进入我们的Scrapy项目tutorial,执行scrapy crawl quotes

(my_venv) PS F:\开发源码\python_demo_06> cd tutorial
(my_venv) PS F:\开发源码\python_demo_06\tutorial> 
(my_venv) PS F:\开发源码\python_demo_06\tutorial> scrapy crawl quotes

大家运行成功应该可以看到我们爬虫项目运行成功,并且我们tutorial 文件夹下多了2个文件quotes-1.html、quotes-2.html,这时候我们已经成功实现Scrapy框架;

执行原理:

1.Scrapy执行scrapy crawl quotes时会从spiders中找到name为quotes的爬虫,启动此爬虫;

2.接着执行start_requests 函数中的urls,请求地址,开始执行Scrapy中的内置请求,yield scrapy.Request(url=url, callback=self.parse) 如果我们指定了callback 就走callback对应的函数,如果没有指定则找默认的self.parse函数,如果啥都没有。。。爬虫关闭

3.self.parse接到请求返回后会执行解析。。

请大家思考一个问题 为啥用yield 而不用return?如果用return会出现什么情况?

截止目前我们还没有解析HTML,请稍等,好菜还没上!慢慢看。。

六.Scrapy解析数据,利用Scrapy自带的Xpath和css selectors

我们之前的文章介绍过BeautifulSoupXpath来提取数据,但是呢Scrapy很强大,自带css选择器和Xpath选择器,我们可以直接使用,当然也可以依然使用BeautifulSoupXpath来提取数据,既然我们今天介绍Scrapy,那么我们就用Scrapy自带的来提取数据,好还是上面的代码,只不过改一改quotes_spider.py文件

修改后的代码:

#quotes_spider.py
from pathlib import Path

import scrapy


class QuotesSpider(scrapy.Spider):
    name = "quotes"

    def start_requests(self):
        urls = [
            "https://quotes.toscrape/page/1/",
            "https://quotes.toscrape/page/2/",
        ]
        for url in urls:
            yield scrapy.Request(url=url, callback=self.parse)

    # def parse(self, response):
    #     page = response.url.split("/")[-2]
    #     filename = f"quotes-{page}.html"
    #     Path(filename).write_bytes(response.body)
    #     self.log(f"Saved file {filename}")
    def parse(self, response):
        print("**************提取开始******************")
        print(response.css("title"))
        print("**************提取结束******************")

= 任务说明 =
**1.** 根据这篇Scrapy教程节选,爬虫运行成功后,tutorial文件夹下新增了哪两个文件?
**2.** 请照录这篇Scrapy教程节选中的一段原文,起于“大家运行成功应该可以看到我们”,止于“3.self.parse接到请求返回后会执行解析。。”。
后附条目与各项任务无关,无需参阅。

= 所附数据 =
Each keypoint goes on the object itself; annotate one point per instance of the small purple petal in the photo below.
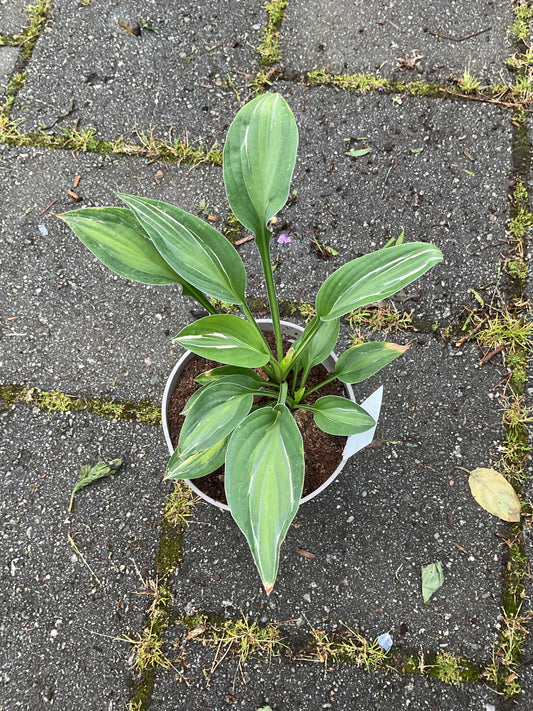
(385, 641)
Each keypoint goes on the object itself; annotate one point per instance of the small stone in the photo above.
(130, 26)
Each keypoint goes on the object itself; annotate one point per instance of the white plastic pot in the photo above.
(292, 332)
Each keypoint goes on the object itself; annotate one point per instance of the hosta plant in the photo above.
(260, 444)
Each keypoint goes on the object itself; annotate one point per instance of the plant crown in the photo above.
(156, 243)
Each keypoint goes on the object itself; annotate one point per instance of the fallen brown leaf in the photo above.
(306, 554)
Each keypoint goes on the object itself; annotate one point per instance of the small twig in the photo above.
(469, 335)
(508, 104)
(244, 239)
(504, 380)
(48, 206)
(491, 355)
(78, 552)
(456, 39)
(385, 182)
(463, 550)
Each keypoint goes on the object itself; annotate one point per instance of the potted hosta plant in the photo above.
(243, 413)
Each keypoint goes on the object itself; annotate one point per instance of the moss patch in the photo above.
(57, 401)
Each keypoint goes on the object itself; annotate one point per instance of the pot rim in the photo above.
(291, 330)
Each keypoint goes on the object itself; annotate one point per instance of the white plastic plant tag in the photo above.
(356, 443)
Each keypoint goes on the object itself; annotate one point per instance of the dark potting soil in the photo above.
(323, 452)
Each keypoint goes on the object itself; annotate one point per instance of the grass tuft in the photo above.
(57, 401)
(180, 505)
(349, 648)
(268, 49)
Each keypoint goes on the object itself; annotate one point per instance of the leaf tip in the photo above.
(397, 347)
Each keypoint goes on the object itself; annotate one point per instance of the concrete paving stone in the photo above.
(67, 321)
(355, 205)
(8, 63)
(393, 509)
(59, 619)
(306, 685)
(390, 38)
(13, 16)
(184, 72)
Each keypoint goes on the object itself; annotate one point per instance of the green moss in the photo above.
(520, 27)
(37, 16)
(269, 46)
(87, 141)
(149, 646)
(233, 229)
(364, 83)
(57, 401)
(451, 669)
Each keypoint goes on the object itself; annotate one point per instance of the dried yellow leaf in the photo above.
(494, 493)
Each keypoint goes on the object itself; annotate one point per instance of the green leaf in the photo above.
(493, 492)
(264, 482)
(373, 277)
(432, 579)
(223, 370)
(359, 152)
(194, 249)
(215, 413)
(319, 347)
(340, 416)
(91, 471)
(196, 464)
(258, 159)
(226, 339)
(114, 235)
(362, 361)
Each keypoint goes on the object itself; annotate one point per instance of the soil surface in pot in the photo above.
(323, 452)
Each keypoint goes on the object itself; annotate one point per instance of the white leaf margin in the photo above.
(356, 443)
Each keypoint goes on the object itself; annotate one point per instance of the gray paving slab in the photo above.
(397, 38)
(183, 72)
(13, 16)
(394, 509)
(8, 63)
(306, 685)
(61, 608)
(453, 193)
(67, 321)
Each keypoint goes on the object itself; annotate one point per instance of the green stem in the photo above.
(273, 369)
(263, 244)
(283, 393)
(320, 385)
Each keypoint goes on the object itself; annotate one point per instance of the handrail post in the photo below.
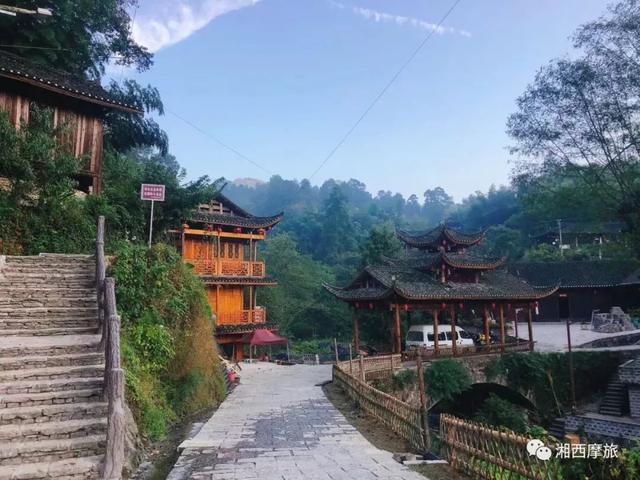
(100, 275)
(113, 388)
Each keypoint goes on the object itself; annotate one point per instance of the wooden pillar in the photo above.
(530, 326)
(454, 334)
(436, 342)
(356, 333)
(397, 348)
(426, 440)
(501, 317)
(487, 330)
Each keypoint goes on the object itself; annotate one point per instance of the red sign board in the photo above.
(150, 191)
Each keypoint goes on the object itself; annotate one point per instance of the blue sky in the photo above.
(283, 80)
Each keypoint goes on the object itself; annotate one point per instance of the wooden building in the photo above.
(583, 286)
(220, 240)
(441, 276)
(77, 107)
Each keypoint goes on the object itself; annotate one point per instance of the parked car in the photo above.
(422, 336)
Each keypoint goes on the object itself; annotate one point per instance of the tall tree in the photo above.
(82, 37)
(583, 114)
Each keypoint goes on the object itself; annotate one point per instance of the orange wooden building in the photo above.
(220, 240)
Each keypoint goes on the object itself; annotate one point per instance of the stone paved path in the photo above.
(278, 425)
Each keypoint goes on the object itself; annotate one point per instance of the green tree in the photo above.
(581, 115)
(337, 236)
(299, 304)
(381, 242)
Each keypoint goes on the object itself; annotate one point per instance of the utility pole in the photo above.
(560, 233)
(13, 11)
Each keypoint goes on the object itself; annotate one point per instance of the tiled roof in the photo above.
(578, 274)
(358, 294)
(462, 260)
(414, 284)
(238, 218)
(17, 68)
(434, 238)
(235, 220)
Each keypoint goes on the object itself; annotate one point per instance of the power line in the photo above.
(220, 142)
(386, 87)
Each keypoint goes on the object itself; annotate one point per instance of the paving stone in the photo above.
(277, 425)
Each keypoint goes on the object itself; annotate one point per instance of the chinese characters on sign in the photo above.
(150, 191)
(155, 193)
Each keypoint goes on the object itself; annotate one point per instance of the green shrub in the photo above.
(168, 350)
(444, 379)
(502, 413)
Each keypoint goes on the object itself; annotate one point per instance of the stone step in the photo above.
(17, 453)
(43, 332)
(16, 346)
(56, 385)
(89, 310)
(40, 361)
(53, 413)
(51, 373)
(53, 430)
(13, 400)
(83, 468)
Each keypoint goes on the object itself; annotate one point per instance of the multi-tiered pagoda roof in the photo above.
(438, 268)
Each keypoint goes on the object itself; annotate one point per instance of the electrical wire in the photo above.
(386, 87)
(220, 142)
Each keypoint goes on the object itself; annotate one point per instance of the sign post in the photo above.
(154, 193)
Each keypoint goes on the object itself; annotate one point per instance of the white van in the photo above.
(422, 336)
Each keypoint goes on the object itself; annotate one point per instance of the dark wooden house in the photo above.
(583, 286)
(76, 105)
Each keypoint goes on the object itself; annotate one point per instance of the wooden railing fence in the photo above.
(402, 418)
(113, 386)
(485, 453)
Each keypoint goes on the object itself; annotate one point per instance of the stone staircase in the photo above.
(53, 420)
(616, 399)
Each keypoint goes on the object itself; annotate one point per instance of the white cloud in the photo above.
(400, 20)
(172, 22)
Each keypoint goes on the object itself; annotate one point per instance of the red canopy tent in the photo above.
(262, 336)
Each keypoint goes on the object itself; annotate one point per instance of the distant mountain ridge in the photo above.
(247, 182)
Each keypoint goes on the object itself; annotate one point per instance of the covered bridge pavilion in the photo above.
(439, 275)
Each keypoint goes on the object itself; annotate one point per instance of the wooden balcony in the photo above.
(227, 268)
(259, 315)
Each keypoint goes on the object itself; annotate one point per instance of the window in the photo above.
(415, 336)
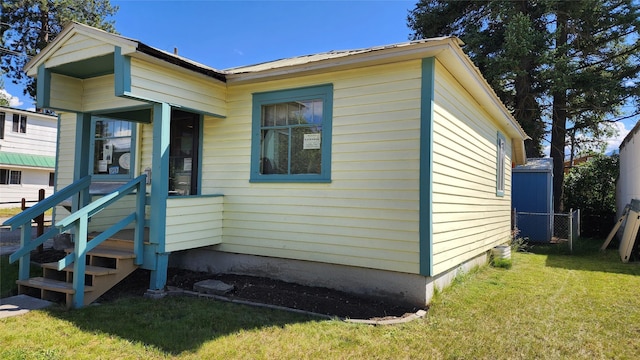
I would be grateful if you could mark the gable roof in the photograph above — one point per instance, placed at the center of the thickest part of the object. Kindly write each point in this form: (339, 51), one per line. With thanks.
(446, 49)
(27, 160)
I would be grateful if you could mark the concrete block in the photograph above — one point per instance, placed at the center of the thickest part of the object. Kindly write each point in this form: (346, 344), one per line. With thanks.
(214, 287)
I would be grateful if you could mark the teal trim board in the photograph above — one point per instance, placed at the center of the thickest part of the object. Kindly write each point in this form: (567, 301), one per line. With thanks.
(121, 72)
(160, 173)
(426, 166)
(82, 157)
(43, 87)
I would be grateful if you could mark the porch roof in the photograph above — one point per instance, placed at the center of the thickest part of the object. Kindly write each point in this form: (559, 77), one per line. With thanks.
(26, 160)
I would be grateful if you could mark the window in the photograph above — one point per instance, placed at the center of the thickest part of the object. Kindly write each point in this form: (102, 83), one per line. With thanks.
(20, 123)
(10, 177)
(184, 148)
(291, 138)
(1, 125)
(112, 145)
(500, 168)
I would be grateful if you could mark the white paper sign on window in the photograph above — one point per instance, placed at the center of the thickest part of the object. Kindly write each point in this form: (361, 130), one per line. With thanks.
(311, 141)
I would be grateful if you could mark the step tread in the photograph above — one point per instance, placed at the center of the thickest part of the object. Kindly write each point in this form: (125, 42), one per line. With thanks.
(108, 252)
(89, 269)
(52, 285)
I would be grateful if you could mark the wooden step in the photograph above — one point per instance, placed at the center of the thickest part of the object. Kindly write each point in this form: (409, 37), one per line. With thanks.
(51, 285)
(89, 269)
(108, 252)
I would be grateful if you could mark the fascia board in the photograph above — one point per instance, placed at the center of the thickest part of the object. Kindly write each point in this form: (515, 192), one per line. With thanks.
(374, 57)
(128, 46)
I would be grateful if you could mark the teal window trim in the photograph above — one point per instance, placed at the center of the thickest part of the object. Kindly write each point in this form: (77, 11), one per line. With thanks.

= 参考答案 =
**1.** quotes-1.html和quotes-2.html。

**2.**
大家运行成功应该可以看到我们爬虫项目运行成功,并且我们tutorial 文件夹下多了2个文件quotes-1.html、quotes-2.html,这时候我们已经成功实现Scrapy框架;

执行原理:

1.Scrapy执行scrapy crawl quotes时会从spiders中找到name为quotes的爬虫,启动此爬虫;

2.接着执行start_requests 函数中的urls,请求地址,开始执行Scrapy中的内置请求,yield scrapy.Request(url=url, callback=self.parse) 如果我们指定了callback 就走callback对应的函数,如果没有指定则找默认的self.parse函数,如果啥都没有。。。爬虫关闭

3.self.parse接到请求返回后会执行解析。。